-------- Source data --------
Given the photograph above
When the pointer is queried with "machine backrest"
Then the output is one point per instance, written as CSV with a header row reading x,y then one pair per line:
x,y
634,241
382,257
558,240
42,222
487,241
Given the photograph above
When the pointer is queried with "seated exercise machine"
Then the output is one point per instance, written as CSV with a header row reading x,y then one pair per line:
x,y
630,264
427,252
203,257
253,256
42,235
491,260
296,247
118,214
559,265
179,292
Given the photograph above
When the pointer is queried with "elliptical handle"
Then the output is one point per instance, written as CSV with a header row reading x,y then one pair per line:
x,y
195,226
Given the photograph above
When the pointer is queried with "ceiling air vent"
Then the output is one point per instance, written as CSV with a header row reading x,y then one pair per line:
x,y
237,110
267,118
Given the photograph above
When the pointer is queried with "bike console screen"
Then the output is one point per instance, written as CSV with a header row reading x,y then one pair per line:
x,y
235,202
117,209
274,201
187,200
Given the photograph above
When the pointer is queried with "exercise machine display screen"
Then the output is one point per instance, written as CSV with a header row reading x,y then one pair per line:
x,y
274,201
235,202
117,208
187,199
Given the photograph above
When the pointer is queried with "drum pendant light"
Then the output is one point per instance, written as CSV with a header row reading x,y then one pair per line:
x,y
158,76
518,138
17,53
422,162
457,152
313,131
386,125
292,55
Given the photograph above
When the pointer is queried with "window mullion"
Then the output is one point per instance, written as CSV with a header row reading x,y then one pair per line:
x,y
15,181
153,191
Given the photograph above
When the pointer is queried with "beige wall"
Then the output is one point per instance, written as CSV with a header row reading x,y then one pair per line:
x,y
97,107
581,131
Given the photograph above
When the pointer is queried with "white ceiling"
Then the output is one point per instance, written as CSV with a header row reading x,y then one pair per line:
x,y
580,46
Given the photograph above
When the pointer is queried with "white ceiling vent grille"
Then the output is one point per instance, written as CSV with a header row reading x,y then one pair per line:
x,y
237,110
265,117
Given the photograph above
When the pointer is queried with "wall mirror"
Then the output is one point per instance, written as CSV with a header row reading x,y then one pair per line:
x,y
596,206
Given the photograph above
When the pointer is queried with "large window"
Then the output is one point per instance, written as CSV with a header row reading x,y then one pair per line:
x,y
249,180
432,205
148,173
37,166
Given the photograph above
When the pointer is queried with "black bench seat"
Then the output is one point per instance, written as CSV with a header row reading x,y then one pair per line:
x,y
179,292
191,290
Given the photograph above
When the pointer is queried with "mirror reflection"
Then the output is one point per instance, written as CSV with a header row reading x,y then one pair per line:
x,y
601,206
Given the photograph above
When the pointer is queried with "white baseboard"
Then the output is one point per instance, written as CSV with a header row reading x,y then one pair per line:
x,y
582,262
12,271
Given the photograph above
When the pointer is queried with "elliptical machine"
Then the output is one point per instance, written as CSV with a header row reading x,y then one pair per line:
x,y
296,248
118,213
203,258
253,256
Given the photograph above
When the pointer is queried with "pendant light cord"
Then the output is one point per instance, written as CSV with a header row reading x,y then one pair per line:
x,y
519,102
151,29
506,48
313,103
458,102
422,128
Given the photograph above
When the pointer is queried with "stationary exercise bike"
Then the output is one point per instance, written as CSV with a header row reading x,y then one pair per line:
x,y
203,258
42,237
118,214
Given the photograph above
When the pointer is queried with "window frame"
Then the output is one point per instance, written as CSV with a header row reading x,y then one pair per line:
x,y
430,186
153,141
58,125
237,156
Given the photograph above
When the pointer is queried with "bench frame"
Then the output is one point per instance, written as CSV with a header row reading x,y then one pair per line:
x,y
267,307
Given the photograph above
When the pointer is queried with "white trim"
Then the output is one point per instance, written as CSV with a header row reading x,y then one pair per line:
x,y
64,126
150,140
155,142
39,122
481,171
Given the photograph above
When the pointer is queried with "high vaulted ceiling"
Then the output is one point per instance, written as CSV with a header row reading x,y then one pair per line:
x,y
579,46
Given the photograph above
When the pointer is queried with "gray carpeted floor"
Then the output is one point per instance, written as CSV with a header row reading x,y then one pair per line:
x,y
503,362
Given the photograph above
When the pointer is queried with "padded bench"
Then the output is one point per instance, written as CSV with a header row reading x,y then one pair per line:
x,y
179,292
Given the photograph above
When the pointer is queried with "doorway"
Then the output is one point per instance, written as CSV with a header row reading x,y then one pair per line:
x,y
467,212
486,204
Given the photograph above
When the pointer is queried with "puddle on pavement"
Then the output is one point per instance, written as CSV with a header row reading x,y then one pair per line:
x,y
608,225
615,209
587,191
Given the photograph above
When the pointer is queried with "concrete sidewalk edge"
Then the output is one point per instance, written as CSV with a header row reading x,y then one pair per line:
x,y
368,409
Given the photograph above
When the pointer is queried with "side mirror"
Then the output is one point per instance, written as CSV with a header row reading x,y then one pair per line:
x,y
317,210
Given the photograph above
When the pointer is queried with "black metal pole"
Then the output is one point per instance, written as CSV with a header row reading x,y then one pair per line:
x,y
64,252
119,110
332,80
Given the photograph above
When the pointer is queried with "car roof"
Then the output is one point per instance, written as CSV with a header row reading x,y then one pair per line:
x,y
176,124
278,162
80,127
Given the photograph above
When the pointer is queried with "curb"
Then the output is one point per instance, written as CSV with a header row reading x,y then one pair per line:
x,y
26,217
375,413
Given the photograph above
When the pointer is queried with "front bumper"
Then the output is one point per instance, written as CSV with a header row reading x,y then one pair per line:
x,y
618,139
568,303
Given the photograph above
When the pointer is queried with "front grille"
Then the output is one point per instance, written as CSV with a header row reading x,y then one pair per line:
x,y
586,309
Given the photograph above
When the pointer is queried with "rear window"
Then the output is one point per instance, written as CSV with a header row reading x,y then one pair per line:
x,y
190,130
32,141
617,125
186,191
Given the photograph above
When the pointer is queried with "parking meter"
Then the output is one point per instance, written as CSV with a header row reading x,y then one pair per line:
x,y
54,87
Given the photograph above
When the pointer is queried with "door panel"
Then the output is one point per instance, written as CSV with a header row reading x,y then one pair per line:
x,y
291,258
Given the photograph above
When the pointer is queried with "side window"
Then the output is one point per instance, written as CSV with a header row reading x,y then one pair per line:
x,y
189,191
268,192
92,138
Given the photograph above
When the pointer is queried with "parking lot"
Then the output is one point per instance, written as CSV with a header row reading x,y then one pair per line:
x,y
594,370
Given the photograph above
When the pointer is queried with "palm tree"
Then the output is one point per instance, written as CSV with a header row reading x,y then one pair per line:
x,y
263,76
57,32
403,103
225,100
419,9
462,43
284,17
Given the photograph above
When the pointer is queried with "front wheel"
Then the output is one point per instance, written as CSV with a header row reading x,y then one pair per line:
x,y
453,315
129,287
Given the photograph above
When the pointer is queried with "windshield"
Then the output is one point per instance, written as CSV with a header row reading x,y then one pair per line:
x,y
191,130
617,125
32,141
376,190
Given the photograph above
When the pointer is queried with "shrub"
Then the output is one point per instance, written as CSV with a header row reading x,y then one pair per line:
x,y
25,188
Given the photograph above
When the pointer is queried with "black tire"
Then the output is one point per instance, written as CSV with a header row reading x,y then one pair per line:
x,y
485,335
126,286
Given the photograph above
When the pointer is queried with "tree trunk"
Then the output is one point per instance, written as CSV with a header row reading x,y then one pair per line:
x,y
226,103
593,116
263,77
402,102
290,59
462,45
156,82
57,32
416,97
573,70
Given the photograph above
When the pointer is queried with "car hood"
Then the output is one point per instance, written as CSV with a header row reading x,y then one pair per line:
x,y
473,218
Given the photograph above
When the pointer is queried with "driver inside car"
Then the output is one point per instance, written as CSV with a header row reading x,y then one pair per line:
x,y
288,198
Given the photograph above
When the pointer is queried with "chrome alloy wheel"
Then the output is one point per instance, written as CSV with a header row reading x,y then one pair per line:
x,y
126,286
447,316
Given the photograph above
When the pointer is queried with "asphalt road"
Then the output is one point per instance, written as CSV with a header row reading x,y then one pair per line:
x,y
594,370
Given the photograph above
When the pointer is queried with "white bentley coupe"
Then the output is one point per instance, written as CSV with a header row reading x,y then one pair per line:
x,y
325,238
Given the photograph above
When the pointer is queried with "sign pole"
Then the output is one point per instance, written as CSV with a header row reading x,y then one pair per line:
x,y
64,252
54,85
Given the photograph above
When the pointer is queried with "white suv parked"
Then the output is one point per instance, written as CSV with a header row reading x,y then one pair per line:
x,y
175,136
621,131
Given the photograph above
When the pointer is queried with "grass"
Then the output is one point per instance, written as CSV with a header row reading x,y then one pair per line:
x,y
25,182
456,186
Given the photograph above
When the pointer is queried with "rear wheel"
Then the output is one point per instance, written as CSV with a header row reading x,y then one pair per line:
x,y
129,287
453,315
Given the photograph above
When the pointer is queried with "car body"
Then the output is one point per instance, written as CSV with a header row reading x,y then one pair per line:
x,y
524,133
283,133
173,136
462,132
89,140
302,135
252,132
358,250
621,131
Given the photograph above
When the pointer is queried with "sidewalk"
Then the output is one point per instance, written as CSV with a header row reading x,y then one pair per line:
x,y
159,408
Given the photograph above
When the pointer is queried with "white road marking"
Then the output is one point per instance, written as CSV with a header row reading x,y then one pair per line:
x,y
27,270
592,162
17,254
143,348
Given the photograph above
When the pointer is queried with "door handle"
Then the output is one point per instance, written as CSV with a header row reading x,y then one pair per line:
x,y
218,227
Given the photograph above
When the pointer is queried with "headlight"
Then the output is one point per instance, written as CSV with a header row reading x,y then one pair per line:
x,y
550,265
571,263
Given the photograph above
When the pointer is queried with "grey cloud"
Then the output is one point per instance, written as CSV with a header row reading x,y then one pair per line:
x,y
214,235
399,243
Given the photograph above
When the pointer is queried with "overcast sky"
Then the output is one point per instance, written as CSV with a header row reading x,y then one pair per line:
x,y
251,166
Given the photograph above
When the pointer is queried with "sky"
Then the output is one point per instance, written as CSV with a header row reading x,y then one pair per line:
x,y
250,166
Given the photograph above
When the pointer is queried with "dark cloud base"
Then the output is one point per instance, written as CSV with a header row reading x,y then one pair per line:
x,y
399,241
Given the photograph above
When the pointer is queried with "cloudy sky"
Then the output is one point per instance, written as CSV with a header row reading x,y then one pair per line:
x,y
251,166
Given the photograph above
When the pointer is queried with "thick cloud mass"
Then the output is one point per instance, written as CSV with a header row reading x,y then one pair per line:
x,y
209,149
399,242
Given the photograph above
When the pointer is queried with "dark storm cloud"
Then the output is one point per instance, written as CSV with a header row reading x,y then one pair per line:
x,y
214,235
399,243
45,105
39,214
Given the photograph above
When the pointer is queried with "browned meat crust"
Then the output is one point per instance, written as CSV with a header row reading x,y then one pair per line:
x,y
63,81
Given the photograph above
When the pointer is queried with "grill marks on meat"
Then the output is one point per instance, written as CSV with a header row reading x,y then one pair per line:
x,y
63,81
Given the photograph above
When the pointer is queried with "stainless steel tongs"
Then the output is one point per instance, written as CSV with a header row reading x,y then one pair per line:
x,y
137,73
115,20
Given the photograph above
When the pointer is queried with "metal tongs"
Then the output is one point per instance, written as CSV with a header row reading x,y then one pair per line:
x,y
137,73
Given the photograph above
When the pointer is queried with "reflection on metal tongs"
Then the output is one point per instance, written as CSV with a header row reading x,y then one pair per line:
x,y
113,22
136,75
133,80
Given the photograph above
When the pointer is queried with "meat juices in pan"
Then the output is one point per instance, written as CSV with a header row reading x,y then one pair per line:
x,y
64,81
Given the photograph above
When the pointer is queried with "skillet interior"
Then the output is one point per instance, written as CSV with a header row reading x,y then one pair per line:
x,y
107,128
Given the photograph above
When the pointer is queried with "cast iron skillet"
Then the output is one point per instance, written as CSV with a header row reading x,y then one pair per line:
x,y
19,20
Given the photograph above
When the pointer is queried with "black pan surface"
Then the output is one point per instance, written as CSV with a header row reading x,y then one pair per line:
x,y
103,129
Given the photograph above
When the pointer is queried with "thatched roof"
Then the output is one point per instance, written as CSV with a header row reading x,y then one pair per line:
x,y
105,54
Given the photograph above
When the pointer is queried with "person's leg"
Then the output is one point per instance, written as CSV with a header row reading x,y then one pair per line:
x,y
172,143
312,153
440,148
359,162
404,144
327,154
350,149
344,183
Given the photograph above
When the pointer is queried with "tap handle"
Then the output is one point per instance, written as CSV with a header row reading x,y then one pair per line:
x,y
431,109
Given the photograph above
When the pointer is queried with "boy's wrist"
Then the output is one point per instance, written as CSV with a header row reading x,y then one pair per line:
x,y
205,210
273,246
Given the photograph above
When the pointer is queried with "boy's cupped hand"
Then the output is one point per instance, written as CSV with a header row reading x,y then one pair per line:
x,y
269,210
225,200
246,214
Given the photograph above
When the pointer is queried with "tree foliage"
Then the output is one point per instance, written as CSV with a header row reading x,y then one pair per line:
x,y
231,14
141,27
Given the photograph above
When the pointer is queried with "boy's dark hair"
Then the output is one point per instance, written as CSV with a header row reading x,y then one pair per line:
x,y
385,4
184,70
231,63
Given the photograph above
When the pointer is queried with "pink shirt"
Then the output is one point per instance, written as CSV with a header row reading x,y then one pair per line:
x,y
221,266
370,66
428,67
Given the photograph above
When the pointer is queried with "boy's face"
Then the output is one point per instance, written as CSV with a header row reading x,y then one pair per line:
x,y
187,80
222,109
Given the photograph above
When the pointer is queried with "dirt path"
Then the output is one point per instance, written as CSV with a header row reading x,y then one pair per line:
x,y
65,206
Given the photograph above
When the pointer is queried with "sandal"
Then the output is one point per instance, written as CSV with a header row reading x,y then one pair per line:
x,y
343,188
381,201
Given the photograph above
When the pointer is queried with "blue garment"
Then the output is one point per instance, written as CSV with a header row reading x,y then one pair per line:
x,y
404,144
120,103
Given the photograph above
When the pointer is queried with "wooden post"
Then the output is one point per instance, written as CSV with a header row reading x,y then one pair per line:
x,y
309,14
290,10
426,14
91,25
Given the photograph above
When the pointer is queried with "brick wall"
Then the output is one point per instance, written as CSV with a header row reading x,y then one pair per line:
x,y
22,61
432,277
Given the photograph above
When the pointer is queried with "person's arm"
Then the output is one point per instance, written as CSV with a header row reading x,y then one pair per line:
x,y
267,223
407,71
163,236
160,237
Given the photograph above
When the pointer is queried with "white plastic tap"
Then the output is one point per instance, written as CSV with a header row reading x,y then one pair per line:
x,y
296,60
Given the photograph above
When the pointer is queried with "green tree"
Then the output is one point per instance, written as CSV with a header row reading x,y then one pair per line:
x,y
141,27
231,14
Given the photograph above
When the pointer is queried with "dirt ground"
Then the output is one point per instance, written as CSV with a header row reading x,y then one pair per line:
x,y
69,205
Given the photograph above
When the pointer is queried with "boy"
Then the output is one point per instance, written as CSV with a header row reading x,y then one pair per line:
--------
**Exercise details:** Extract each line above that contains the string "window" and reproduce those lines verbatim, in their original order.

**Solution for this task:**
When the pointer is queried with "window mullion"
When the pointer is queried with "large window"
When the pointer is queried with "window frame"
When the pointer is queried with "rear window"
When the pointer is queried with "side window"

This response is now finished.